**À faire**
Transcrivez sans rien modifier l'intégralité de l'extrait consacré au regard du spectateur en peinture.

**Section du texte**
<<<<

Picasso, 1912-1913 Guitare à 4 faces
Pollock, 1950 Autumn Rhythm
- A l’opposé encore le regard du spectateur d’un dripping de Pollock n’est pas moins actif que le bras et le corps du peintre qui l’ont réalisé..
4. Ainsi de la Renaissance à la Nouvelle Abstraction en passant par le cubisme et l’action painting, c’est toujours le quatrième regard qui se trouve mis à contribution mais dont on découvre qu’il peut varier :
- Du regard spectateur passif (à la limite)
-Au regard spectateur plus ou moins actif (selon que le geste créateur a été lui-même plus ou moins actif).
-Au regard spectateur plus ou moins actif (selon que le geste créateur a été lui-même plus ou moins actif).
5. Dans les années 60 une nouvelle variété de regard spectateur apparaît ou, pour mieux dire : c’est dans l’abolition du regard spectateur un nouveau regard qui se fait jour. Un cinquième regard :
-Le regard acteur.

>>>>

Entrées enregistrées
<<<<

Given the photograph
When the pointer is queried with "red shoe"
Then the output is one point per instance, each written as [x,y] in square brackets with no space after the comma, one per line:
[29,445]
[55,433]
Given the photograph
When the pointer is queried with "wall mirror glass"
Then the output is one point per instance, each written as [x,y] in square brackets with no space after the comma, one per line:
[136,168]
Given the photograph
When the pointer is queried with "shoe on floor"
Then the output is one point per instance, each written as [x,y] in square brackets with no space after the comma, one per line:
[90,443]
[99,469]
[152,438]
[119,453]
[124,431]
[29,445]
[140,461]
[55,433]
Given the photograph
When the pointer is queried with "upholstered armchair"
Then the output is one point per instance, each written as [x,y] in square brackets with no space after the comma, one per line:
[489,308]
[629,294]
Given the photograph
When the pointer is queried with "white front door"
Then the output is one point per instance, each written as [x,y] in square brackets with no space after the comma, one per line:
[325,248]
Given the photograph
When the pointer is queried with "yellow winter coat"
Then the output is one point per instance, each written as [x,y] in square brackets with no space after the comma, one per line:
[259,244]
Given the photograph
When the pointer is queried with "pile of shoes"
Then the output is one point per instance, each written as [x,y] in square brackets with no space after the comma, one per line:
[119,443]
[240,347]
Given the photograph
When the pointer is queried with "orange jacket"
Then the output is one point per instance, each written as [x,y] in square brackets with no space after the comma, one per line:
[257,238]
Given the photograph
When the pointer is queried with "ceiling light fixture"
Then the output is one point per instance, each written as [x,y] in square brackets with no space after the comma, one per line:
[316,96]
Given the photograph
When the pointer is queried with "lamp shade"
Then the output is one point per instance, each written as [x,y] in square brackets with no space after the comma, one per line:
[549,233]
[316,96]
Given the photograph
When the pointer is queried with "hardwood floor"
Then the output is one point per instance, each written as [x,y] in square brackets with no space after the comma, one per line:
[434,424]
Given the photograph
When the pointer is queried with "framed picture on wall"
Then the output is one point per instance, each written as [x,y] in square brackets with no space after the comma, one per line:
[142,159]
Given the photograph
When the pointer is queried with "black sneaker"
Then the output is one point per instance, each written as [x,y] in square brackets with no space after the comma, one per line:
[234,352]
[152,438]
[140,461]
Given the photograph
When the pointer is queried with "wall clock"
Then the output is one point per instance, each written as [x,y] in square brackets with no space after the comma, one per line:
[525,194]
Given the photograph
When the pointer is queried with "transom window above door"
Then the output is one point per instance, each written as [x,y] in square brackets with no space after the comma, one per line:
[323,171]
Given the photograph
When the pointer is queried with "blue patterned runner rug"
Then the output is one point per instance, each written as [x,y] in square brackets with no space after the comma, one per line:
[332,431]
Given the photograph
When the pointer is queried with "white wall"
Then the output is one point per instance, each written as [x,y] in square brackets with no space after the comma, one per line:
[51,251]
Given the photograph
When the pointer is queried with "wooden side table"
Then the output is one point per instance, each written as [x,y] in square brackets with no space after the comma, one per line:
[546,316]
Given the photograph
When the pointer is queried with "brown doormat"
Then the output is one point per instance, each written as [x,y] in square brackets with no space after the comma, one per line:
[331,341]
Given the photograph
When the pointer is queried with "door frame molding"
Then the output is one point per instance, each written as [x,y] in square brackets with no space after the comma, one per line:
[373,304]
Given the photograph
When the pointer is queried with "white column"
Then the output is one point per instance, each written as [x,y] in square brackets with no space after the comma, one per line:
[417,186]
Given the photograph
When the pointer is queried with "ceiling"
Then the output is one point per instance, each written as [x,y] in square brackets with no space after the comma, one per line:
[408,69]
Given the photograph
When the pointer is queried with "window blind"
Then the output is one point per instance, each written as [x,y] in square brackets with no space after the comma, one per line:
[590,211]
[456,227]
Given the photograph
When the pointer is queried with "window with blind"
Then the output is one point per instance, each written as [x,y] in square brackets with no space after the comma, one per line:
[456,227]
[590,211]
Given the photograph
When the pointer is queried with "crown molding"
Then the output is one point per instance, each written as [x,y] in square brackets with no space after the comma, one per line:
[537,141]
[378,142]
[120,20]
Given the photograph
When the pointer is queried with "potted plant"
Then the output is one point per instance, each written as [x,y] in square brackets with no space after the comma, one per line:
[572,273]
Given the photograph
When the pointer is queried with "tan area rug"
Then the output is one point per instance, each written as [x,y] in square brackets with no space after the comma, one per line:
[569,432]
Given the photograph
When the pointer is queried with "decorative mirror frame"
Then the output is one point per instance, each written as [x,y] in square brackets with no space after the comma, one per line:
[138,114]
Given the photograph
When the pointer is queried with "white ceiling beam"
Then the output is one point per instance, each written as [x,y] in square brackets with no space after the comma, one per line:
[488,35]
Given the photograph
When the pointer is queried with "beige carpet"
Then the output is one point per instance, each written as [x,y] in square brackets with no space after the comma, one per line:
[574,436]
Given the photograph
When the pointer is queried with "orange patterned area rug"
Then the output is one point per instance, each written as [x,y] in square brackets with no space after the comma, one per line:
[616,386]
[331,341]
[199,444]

>>>>

**Réponse rédigée**
Picasso, 1912-1913 Guitare à 4 faces
Pollock, 1950 Autumn Rhythm
- A l’opposé encore le regard du spectateur d’un dripping de Pollock n’est pas moins actif que le bras et le corps du peintre qui l’ont réalisé..
4. Ainsi de la Renaissance à la Nouvelle Abstraction en passant par le cubisme et l’action painting, c’est toujours le quatrième regard qui se trouve mis à contribution mais dont on découvre qu’il peut varier :
- Du regard spectateur passif (à la limite)
-Au regard spectateur plus ou moins actif (selon que le geste créateur a été lui-même plus ou moins actif).
-Au regard spectateur plus ou moins actif (selon que le geste créateur a été lui-même plus ou moins actif).
5. Dans les années 60 une nouvelle variété de regard spectateur apparaît ou, pour mieux dire : c’est dans l’abolition du regard spectateur un nouveau regard qui se fait jour. Un cinquième regard :
-Le regard acteur.